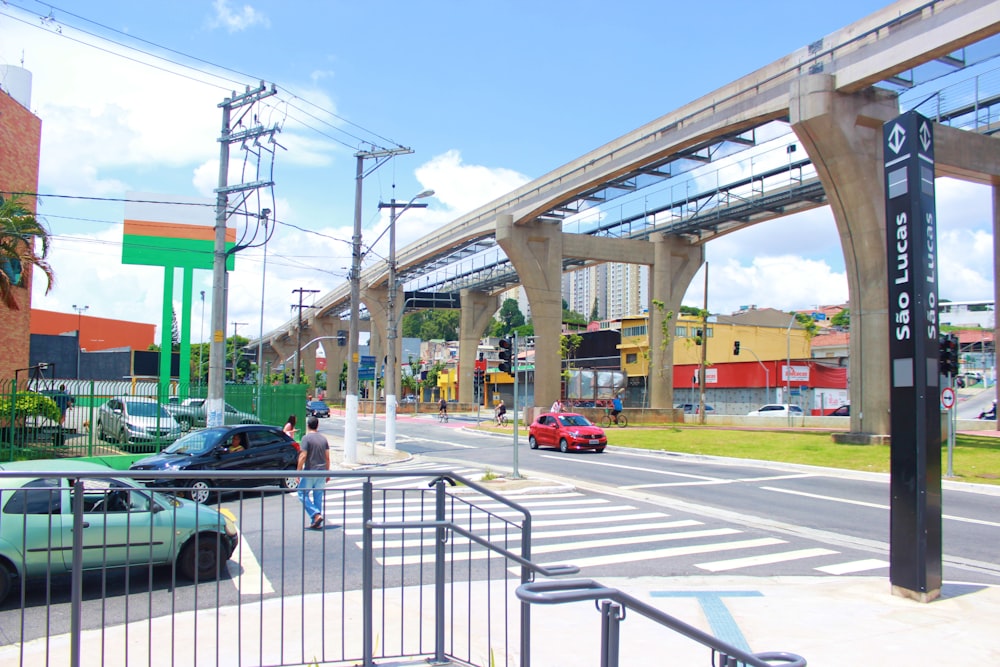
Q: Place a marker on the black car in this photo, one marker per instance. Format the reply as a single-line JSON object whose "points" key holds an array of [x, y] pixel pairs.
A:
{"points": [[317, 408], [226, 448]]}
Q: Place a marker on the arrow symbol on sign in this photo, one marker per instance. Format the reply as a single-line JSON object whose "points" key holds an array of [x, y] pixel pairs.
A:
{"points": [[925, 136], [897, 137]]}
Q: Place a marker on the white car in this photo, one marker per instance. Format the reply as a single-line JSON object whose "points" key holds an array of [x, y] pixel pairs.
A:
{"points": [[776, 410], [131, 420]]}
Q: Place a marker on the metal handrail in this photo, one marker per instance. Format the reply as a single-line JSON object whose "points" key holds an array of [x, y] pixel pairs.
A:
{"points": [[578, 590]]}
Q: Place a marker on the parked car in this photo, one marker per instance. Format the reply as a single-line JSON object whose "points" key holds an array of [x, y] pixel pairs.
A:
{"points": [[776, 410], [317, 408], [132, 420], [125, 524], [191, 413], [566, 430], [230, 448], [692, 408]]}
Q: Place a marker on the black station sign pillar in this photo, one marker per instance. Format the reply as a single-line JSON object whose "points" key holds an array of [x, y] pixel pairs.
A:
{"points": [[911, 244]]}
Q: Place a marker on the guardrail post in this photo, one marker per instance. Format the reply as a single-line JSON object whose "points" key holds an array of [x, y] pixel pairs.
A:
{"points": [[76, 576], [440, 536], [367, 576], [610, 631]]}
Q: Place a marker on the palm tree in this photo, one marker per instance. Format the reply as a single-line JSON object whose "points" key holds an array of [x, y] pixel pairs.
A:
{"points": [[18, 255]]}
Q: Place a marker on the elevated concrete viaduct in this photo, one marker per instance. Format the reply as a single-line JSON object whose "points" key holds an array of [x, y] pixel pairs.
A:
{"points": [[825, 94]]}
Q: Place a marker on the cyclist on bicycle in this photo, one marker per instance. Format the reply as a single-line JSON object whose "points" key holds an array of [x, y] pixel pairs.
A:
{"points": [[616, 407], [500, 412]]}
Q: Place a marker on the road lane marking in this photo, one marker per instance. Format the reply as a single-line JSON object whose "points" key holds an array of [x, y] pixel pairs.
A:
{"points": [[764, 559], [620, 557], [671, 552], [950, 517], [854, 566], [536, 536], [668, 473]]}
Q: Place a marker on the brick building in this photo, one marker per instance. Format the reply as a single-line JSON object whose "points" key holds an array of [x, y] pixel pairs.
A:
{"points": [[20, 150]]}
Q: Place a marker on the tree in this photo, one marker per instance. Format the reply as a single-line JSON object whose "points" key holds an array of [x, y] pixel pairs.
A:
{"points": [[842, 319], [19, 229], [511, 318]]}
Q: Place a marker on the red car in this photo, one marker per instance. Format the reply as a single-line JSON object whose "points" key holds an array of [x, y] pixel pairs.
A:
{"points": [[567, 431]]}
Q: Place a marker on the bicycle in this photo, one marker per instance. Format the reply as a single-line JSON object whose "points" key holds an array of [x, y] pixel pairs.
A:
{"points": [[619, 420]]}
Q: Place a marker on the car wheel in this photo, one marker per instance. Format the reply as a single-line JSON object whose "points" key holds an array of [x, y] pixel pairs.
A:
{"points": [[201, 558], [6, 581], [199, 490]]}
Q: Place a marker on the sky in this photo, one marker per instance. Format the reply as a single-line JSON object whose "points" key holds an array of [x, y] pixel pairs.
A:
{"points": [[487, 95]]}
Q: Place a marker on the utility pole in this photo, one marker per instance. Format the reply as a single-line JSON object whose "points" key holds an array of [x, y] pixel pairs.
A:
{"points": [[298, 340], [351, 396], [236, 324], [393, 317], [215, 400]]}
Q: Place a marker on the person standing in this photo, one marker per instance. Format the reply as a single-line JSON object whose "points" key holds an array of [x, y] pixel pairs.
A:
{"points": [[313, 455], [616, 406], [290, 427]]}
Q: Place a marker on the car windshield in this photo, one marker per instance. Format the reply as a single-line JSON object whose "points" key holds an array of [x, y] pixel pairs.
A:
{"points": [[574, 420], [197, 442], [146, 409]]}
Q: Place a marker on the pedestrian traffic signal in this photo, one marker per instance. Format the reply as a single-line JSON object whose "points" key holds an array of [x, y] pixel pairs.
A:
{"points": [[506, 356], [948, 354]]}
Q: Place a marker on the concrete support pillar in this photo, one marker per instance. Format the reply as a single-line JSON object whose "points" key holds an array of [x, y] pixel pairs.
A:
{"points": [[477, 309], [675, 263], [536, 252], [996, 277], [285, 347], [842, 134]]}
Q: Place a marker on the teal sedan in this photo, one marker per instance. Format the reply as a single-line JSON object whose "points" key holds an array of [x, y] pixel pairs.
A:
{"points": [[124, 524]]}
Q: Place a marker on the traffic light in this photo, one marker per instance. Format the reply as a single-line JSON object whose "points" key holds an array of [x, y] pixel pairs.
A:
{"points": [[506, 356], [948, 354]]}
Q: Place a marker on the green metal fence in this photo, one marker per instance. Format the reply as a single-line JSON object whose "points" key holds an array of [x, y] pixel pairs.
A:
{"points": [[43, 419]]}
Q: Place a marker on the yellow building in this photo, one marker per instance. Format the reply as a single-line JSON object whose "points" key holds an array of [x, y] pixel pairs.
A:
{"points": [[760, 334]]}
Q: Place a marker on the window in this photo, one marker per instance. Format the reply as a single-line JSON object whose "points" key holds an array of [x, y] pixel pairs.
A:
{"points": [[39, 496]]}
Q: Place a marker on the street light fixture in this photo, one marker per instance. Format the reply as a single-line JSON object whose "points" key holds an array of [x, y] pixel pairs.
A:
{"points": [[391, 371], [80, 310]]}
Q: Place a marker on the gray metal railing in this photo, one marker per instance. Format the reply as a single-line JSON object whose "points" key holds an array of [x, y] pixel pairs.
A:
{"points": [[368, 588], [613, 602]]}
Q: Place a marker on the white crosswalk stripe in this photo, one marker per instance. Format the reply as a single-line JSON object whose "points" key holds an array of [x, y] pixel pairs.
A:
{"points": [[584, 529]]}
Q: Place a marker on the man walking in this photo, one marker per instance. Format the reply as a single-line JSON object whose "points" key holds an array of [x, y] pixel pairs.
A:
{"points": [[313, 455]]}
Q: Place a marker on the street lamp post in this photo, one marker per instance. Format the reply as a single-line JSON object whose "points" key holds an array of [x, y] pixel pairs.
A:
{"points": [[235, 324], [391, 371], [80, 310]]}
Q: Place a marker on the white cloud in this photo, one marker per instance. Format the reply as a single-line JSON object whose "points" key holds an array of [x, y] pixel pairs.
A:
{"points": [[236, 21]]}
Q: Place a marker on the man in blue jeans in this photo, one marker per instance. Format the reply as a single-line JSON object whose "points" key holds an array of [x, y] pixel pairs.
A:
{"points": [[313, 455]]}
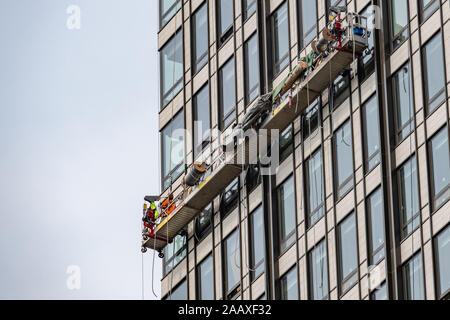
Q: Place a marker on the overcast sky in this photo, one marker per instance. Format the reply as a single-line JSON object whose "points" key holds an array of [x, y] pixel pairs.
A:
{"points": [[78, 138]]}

* [Task statement]
All of the data needs repeating exactly, but the pictures do not.

* [Right answer]
Q: Place a marker on the black car in this photo, one marker per instance. Format the reply as a single-line JSON object whose "points" key holds an array of [x, y] pixel pairs.
A:
{"points": [[317, 408], [226, 448]]}
Q: Place a marker on the arrow symbol on sign in this photo, one marker per instance. Format the reply as a single-line JSON object whose "points" key holds an array of [x, y] pixel pairs.
A:
{"points": [[925, 136], [897, 137]]}
Q: Place a marker on the white car in this photo, one marker per instance. Format the reply as a single-line JSON object whose "points" key holds an array of [x, y] pixel pairs.
A:
{"points": [[776, 410], [131, 420]]}
Q: Place a marker on the metal handrail in this photo, one marker per instance. Format the reply as a single-line JSON object whose "points" key holds an array of [x, y] pixel pairs.
A:
{"points": [[578, 590]]}
Q: Place a marker on the parked car in this photo, one marker per instance. Format the reply as a single-line JSON object whose "points" key holds an array of [x, y] pixel pairs.
A:
{"points": [[776, 410], [317, 408], [132, 420], [125, 524], [191, 413], [566, 430], [230, 448], [692, 408]]}
Q: Place a marker on the black station sign pillar in this photo, one marker per instance. Format the reply as a single-line JSON object whose "points" key holds an array of [x, y] pixel pairs.
A:
{"points": [[911, 244]]}
Q: Place a marker on the guardrail post in this photo, one marker per instance. Format the reply as a single-line JSON object whose "points" key holds an array of [x, y] pixel pairs.
A:
{"points": [[76, 576], [440, 536], [367, 576], [610, 631]]}
Q: Place a marker on the palm tree in this photo, one marker per instance. Format the reply as a single-line JSON object whose "points" key holds an array of [x, y] pixel pairs.
A:
{"points": [[18, 255]]}
Q: Place a marker on the elevated concrete viaduct in this photo, one marker per instance. Format the reply as a single-line JSON object whose "points" key holds an array of [x, y] pixel pairs.
A:
{"points": [[825, 94]]}
Q: Place a marker on the cyclist on bicycle in this photo, one marker per instance. Format the reply as a single-line JSON object whose "points" key holds an array of [x, y] pixel pairs.
A:
{"points": [[616, 407], [500, 412]]}
Q: Place a marker on the road lane marking in this photo, one marker per instance. Format the reply as a single-line JSON object whose "points" key holds an array of [x, y] pixel pairs.
A:
{"points": [[764, 559], [620, 557], [671, 552], [950, 517], [854, 566], [536, 536], [668, 473]]}
Q: Place a marker on the brick building in this photo, one marker per instance. Format the reply as a single-line JSON object whose "points" key holds an array of [x, y] pixel pairs.
A:
{"points": [[20, 150]]}
Q: Place a marker on the tree in this photo, one marker per instance. Format the reply as a single-line JSON object whose "points" key holds an array of [x, y] pixel pairs.
A:
{"points": [[842, 319], [19, 229], [511, 318]]}
Q: Place a marker on the red car in this photo, one marker per instance. Format the reply as a single-line JSON object whose "points" key holds an array of [x, y] pixel pairs.
A:
{"points": [[567, 431]]}
Q: Place a marker on the bicycle in this photo, one marker per instance. Format the reply as a single-line JSON object whose "points" key holds an array of [x, y] pixel pairs.
A:
{"points": [[619, 420]]}
Q: Place a marker on the car wheel in this photo, one marker per instance. Format the reply as a single-line JSON object whose "points" key holds an array of [x, y] pixel pairs.
A:
{"points": [[201, 558], [6, 581], [199, 490]]}
Q: Place a marker on the sky in this photo, one marker per instance. Format the reply as a single-line JSON object whose "points" key holds an array of [x, y] pixel pairs.
A:
{"points": [[487, 95]]}
Q: Place a marker on the utility pole in this photo, one marker per instance. Format the reply as a single-line JSON object whose "points" key holds an array of [x, y] pixel pairs.
A:
{"points": [[298, 340], [351, 396], [236, 324], [393, 317], [215, 400]]}
Q: Place a marker on the person standing in this photo, one marker per instance. Format the reply as a single-line JSON object whose "points" key holds an array of [x, y] pixel pairs.
A:
{"points": [[313, 455], [616, 406], [290, 427]]}
Q: Place a marker on the car windshield in this photo, one marker per instance. Format the reply as a single-line JSON object whose "points" key holds an array of [x, y] pixel pairs.
A:
{"points": [[574, 420], [197, 442], [146, 409]]}
Q: Place a marker on the pedestrian traffic signal in this photo, one marker per instance. Format the reply as a single-line JSON object whose "points" key holds an array of [x, y] pixel pairs.
A:
{"points": [[506, 356], [948, 354]]}
Q: Place a marker on the concrete support pillar in this photo, one marker per instance. Format the reply as a single-line JSON object whose "points" key holds an array of [x, y] pixel pairs.
A:
{"points": [[477, 309], [675, 263], [536, 252], [996, 277], [285, 347], [842, 134]]}
Q: Place a marker on the teal sedan in this photo, one marker per instance. Format the reply as a single-line JSON object whose "points" key holds an array of [x, y] pixel pairs.
A:
{"points": [[124, 524]]}
Q: Place a marker on the traffic light in this photo, one marker per instance. Format the reply as a single-line JSON object whose "points" key holds an array of [x, y] pixel pairs.
A:
{"points": [[506, 356], [948, 354]]}
Q: Place a marker on the green metal fence in this photo, one marker per instance. Format the reply as a single-line JSON object whose "points" key holds an array of [x, y] pixel pairs.
A:
{"points": [[43, 419]]}
Q: Place a marker on the yellow building in this photo, one marker per instance. Format the reply as a single-line JSON object whose "points" key holds an array of [x, y] pixel pairs.
A:
{"points": [[760, 334]]}
Q: Place a marker on the window in this photo, one marker per instance. Format the reply as a single-line JSON object whose "points" key holds an array of [x, y] pixel pairs.
A:
{"points": [[39, 496]]}
Q: Place a marker on the street light fixture in this photo, one marker per instance. Format the reply as a single-line JSON object whose "points" key holds an array of [x, y] pixel pairs.
A:
{"points": [[391, 371], [80, 310]]}
Q: Place a marker on the gray metal railing in this photo, one marker per instance. Format the reply as a single-line JSON object whose "points" key holds an array of [x, y] pixel pairs.
A:
{"points": [[368, 588], [613, 602]]}
Q: Place a marker on the white crosswalk stripe in this photo, one marker per instance. Format the reply as a single-line JSON object whose "points" key holds an array of [x, y] pixel pairs.
A:
{"points": [[584, 529]]}
Q: Place a marker on the man walking in this photo, one marker per instance. Format the reply as a single-line JSON object whose "points" key holds an array of [x, y] pixel pairs.
A:
{"points": [[313, 455]]}
Q: Place a marker on the street lamp post in this photo, one marker per instance. Format the reply as a single-line JSON object whose "points" key holds an array of [x, y] pixel pairs.
A:
{"points": [[235, 324], [391, 371], [80, 310]]}
Q: Place a marker on the white cloud in this photo, one marker per instance. Format the reply as a single-line JSON object whose "points" key holds an array of [x, y] pixel pairs.
A:
{"points": [[236, 21]]}
Q: Place a marker on the man in blue jeans in this photo, one marker per instance. Format the reply as a single-line JSON object whose "points" key holds an array of [x, y] pixel pairs.
A:
{"points": [[313, 455]]}
Q: Place a marker on the overcast sky in this photo, one marker per instance. Format the reply as a single-line JSON object whose "points" key holds an array of [x, y] pixel pairs.
A:
{"points": [[78, 138]]}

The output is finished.